(WHAT IS EXPECTED):
Pick up the article on the offensive toward the Tabqa Dam after its final sentence and write the next part.

(SUPPLIED TEXT):

──────────

Civilians in rural Raqqa province are trapped along a deadly new frontline in recent days as US-backed forces, supported by international anti-Islamic State coalition airstrikes, advance on a Euphrates River dam just 40km west of Raqqa city.
The airstrikes and ground offensive were launched Wednesday “to liberate the Tabqa Dam in Syria from ISIS,” according to an official statement released by the US-led international coalition, which is backing the majority Kurdish Syrian Democratic Forces (SDF) in a campaign to seize Islamic State territory in northeastern Syria.
“Seizing Tabqa Dam will isolate Raqqa from three sides and give the SDF the strategic advantage and launching point needed for the liberation of the city,” the statement said.
But for residents of Tabqa, a city of around 80,000 people just south of the dam, the onslaught poses a major threat to their lives, as their homes, schools and even a bakery come under fire from the air.
This week, US-led coalition airstrikes have killed dozens of civilians in Tabqa and nearby towns and villages, as part of a months-long campaign to advance toward Raqqa city. An airstrike Monday night reportedly killed at least 33 displaced people taking shelter in a school building located in a nearby town.
Tabqa on Wednesday. Photo courtesy of Raqqa Is Being Slaughtered Silently.
“It is very difficult for people to move around inside the city and its countryside because of the warplanes,” Abu Juwwad, a Tabqa resident and 40-year-old father of three, tells Syria Direct reporter Noura al-Hourani. A local monitoring group reported airstrikes targeting Tabqa throughout the day on Thursday.
At least 37 civilians have been killed in and around Tabqa over past 24 hours alone, Raqqa is Being Slaughtered Silently, a local human rights monitor, posted online late Wednesday night.

──────────

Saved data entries
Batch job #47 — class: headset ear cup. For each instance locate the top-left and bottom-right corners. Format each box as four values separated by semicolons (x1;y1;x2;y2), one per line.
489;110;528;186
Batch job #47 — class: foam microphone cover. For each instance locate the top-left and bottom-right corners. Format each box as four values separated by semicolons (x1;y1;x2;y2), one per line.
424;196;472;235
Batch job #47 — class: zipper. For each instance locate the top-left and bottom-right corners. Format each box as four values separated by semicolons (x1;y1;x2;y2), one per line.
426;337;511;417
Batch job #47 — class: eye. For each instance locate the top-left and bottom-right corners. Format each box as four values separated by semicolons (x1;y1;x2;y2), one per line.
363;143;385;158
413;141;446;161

──────────

(EXERCISE OUTPUT):
Q: Are there any fears that the Tabqa Dam will be targeted? If it is hit, what is the likely result?
The coalition is targeting the area surrounding the Tabqa Dam on a daily basis.
It is true that they have not hit the structure of the dam directly, but they targeted the area around it, which could alter the structure of the earth in the area. This is making us fear that the dam will collapse.
If this happens, the result could be catastrophic for Tabqa city, Raqqa, Deir a-Zor, and even Iraq. The dam holds an incredible amount of water behind it. If it erupts, it will be a humanitarian catastrophe that nobody will be able to handle.
[Ed.: Tabqa Dam’s former head engineer, Abdullah Juwwad Sukran, warned Syria Direct in the past that clashes near the dam risk targeting the structure, unleashing a flood of “historic proportions” downriver in Raqqa and Deir a-Zor, and submerging thousands of acres of farmland.]
SDF fighters in Tabqa on Wednesday. Photo courtesy of Operation Inherent Resolve.
Q: Why are people not fleeing to areas under SDF control? Have you tried to leave with your family? Describe the situation on the ground right now in Tabqa.
It is very difficult to seek refuge in areas under the control of the SDF because they request a sponsor, which is complicated.
Of course, people are afraid of the SDF advances and that they will seize control, because they have seen how the SDF is dealing with the areas they are capturing; they arrested civilians in those areas and accused them of being members of the Islamic State. There are many areas that the SDF seized where they promised that the residents could return, but they have not allowed them.
[Ed.: For their part, the SDF are working to “release Tabqa Dam from the hands of terrorists” and “requested that residents of Tabqa and its countryside stay away from places with high concentrations of terrorists, in order to preserve their safety,” according to an official statement on Thursday. “We call on the people of Tabqa to imitate their peers in the liberated areas of the province, and to join the ranks of our army.”]
Some of the families have not fled because they don’t have enough money—leaving became very expensive, and one tent costs as much as SP350,000 ($1,600). Some of them have been displaced more than one time, from one area to another. Where else can they go?
It is very difficult for people to move around inside the city and its countryside because of the warplanes and the constant bombings. The warplanes have started to scatter pamphlets a number of times ordering civilians not to leave their homes. Despite this, the bombings have hit civilians inside their homes, and the humanitarian situation is very bad.
There are no clinics or hospitals to treat the wounded and most of the injured are just steps away from death.